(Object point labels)

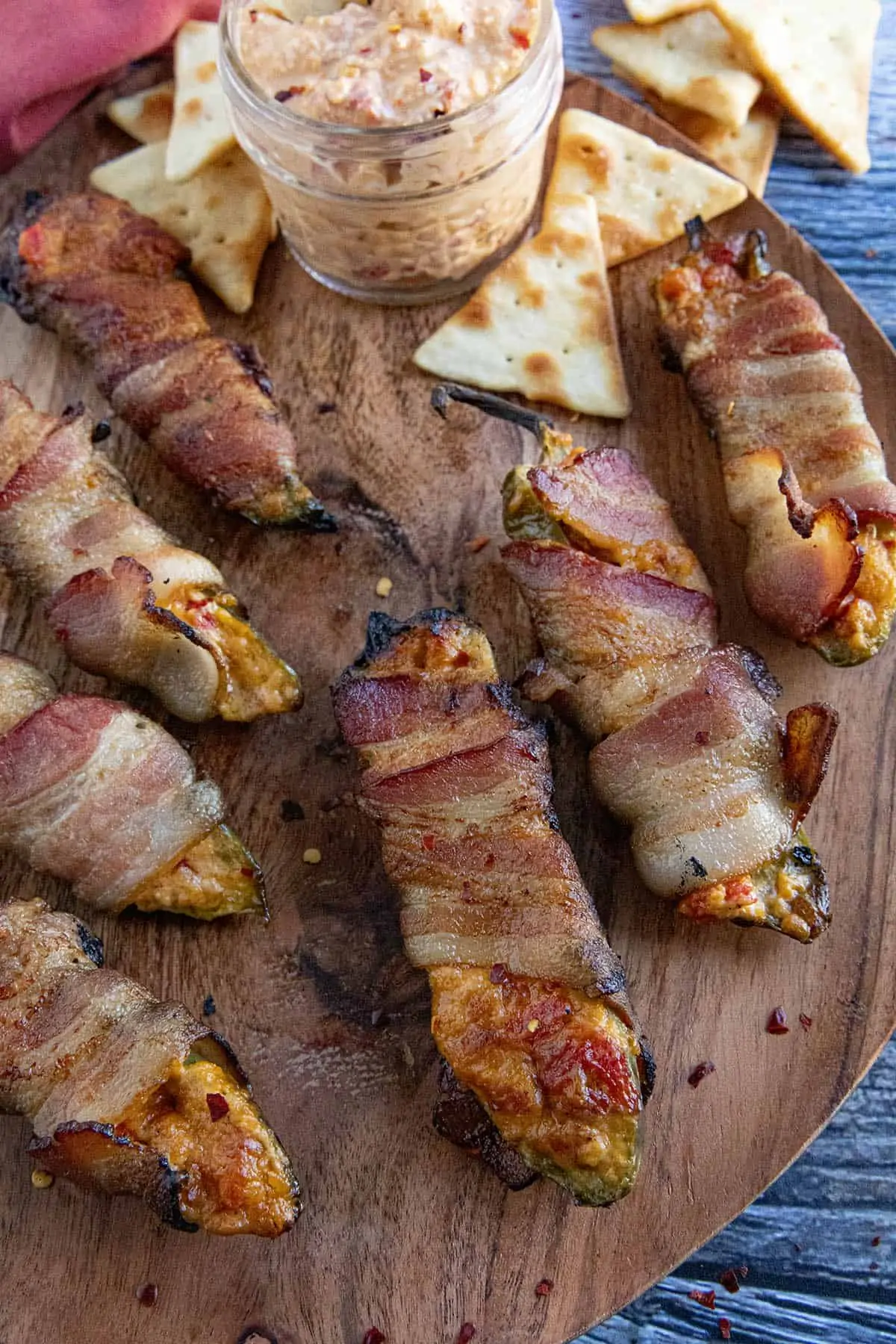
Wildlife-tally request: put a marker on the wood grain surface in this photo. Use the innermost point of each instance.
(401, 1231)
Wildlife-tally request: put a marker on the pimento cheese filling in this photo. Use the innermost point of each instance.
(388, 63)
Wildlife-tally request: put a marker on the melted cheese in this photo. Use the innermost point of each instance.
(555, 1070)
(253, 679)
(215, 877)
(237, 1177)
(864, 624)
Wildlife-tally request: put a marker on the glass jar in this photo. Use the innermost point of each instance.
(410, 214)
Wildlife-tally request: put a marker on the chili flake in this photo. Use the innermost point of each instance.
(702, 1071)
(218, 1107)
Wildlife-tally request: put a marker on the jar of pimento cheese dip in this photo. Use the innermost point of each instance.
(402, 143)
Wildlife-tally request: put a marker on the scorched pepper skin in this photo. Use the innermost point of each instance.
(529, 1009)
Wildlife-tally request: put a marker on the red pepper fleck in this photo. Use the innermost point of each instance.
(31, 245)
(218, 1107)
--
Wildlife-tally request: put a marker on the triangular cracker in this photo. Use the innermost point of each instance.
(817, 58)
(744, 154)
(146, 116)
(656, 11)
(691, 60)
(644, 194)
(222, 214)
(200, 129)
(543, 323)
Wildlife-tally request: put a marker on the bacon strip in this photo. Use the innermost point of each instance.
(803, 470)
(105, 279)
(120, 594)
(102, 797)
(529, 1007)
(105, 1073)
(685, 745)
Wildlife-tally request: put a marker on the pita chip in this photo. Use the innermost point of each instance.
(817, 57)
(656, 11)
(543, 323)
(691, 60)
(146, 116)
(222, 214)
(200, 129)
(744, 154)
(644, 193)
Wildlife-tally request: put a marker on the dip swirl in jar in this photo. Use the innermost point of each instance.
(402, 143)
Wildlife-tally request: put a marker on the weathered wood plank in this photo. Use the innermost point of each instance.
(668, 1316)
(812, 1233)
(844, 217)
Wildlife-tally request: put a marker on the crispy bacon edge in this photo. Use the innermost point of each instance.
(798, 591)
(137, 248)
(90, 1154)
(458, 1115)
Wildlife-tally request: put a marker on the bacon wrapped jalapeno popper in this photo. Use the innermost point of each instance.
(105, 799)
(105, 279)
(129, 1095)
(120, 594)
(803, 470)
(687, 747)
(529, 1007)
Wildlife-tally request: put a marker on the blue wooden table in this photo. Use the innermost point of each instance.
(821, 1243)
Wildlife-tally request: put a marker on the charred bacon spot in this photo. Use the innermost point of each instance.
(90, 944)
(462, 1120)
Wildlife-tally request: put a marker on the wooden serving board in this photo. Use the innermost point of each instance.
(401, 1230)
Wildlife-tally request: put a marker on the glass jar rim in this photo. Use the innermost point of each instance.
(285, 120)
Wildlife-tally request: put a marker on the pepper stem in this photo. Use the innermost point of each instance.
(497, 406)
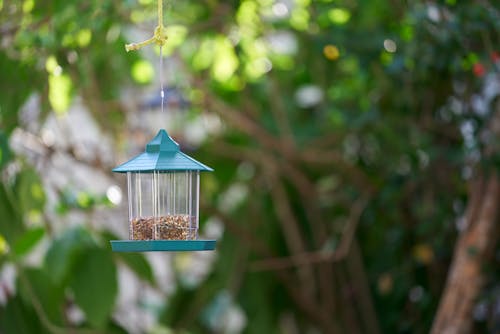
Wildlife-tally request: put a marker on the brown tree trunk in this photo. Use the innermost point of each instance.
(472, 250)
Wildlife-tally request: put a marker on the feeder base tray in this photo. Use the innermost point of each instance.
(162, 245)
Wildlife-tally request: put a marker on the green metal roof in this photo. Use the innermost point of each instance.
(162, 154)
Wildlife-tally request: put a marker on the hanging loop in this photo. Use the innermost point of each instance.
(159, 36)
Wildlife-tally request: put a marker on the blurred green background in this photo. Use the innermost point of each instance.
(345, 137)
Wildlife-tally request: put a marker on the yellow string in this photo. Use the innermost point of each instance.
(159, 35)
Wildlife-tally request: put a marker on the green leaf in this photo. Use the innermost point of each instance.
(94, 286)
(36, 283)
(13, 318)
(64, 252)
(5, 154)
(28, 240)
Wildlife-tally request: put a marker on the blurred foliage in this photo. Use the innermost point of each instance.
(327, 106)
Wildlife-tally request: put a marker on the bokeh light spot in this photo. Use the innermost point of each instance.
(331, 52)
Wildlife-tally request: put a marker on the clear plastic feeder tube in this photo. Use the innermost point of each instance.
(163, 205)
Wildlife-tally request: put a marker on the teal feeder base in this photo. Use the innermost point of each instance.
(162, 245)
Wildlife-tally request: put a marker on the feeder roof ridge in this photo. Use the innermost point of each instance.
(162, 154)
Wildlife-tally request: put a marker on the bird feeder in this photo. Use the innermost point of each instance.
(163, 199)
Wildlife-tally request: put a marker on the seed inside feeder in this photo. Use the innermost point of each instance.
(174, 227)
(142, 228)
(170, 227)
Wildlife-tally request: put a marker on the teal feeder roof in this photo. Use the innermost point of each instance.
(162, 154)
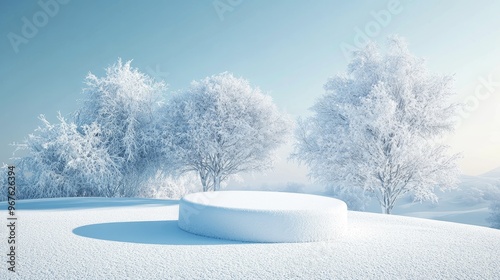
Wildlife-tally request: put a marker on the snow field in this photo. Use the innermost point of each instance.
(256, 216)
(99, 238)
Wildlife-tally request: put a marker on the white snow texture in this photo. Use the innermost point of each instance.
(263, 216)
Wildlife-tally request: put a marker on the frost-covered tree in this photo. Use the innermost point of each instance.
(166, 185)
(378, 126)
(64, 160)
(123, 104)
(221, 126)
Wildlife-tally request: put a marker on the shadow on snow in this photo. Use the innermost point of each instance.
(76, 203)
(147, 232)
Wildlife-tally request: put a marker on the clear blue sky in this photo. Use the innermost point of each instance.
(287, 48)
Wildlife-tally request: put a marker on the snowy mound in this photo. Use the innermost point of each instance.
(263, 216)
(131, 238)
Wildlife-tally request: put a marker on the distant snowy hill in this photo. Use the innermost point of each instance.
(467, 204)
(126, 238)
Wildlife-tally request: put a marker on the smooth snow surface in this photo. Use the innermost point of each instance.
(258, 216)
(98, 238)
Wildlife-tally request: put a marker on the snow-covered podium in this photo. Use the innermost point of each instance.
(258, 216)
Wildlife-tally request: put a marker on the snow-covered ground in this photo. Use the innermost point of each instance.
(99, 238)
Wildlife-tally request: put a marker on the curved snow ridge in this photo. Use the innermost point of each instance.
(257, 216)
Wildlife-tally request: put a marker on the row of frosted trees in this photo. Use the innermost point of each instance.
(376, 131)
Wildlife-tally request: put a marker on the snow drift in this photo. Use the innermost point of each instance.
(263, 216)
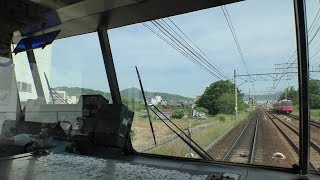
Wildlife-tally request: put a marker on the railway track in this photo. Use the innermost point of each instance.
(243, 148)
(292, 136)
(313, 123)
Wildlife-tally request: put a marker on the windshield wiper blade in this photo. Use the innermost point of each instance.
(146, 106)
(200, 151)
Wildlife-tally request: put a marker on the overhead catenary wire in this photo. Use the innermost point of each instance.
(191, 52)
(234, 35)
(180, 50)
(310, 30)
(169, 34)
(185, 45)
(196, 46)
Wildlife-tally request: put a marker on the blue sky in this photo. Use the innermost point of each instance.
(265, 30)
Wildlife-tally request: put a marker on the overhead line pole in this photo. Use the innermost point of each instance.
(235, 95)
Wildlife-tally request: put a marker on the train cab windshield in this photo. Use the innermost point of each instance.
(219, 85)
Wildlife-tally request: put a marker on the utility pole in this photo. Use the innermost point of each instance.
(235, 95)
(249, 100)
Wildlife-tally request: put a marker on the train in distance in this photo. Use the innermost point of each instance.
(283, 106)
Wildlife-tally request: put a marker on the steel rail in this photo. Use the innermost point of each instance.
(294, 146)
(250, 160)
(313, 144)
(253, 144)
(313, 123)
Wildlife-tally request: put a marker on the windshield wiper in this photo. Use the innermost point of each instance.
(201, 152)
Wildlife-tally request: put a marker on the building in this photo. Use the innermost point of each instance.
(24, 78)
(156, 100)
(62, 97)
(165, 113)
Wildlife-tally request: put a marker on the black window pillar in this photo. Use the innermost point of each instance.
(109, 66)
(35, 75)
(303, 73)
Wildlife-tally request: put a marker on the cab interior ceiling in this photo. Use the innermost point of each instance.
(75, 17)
==
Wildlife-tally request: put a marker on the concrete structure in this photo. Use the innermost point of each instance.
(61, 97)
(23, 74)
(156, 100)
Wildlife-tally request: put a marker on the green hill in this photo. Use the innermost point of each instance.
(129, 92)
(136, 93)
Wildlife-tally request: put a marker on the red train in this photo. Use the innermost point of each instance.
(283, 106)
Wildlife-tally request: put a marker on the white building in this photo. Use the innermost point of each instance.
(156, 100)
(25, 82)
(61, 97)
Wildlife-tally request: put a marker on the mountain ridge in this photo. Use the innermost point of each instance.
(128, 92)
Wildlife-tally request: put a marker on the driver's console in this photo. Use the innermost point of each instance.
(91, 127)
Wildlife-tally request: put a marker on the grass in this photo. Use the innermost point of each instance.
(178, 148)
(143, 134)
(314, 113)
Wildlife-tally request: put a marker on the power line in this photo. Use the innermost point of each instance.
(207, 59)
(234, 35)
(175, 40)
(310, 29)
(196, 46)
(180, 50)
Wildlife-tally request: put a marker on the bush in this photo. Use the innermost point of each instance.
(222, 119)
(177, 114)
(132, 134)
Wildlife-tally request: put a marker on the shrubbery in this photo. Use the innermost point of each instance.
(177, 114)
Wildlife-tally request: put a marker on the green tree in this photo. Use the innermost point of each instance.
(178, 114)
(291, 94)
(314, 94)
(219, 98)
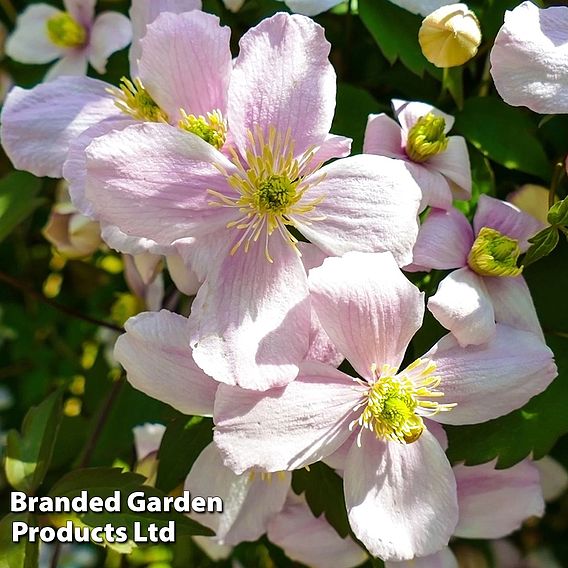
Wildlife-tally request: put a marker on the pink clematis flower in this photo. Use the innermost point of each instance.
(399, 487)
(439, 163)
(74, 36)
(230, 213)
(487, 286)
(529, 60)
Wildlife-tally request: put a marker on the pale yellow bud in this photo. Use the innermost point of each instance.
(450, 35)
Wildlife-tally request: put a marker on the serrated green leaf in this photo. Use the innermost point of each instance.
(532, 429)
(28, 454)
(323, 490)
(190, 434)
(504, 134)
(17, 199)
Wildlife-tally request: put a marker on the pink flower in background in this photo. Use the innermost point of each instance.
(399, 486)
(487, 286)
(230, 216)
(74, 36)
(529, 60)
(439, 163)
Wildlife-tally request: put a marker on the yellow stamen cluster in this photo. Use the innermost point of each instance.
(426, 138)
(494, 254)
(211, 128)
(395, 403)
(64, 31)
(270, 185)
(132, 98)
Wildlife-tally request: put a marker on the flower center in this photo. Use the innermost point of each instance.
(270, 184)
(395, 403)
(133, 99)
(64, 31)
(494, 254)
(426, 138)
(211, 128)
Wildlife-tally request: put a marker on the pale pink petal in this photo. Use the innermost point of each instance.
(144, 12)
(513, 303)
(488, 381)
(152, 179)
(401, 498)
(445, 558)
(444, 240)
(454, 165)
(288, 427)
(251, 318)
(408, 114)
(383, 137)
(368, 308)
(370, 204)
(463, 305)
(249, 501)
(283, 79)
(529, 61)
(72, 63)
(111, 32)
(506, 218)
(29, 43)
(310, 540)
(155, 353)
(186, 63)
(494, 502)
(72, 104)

▶ _TASK_:
Rewrite the records from the line that contains "Wildlife-tally request: put a marker on the triangular" through the line that contains "(401, 1230)", changing "put a marker on" to "place a point on" and leaving everything else the same.

▶ _WRITTEN ANSWER_:
Wildlife-tally request: place a point on the triangular cracker in this photo. Use the innermost point of each instance.
(817, 58)
(744, 154)
(146, 116)
(656, 11)
(691, 60)
(644, 194)
(222, 214)
(200, 129)
(543, 323)
Wildlife-tally request: place a point on the bacon strip in this photo. Use the innermost point of each instance.
(803, 470)
(105, 279)
(120, 594)
(102, 797)
(529, 1007)
(105, 1073)
(685, 745)
Wildlife-tally request: place a point on the pita chip in this photo. Use the innermost point of each instance.
(817, 57)
(656, 11)
(543, 323)
(691, 60)
(146, 116)
(222, 214)
(200, 129)
(744, 154)
(644, 193)
Wildlife-tally request: place a point on the dip swirl in jar in this photo. Use the innermost point of each instance.
(402, 143)
Wildlife-tally request: place a point on the weathered wood plank in this photo. Use the innermost point of each instance.
(668, 1316)
(812, 1233)
(844, 217)
Wildlife-tally request: place a point on the crispy bacon edge in this photo. Use the innermost point of each instance.
(798, 591)
(137, 248)
(90, 1154)
(458, 1115)
Wildlife-tally request: place a point on the bacon wrapped jalapeno popper in this photo. Use the innermost point of each instance.
(105, 799)
(105, 279)
(129, 1095)
(120, 594)
(803, 470)
(687, 747)
(529, 1007)
Wildlife-tally request: place a point on the blue wooden table in this photo. Use the innermost point of each instance.
(821, 1243)
Wildlife-tally request: place a point on the charred bacon spot in this photo. Use the innermost point of each instance.
(90, 944)
(462, 1120)
Wildlife-tally request: place a point on the wooden serving board in this photo. Use the innermost point of each instance.
(401, 1230)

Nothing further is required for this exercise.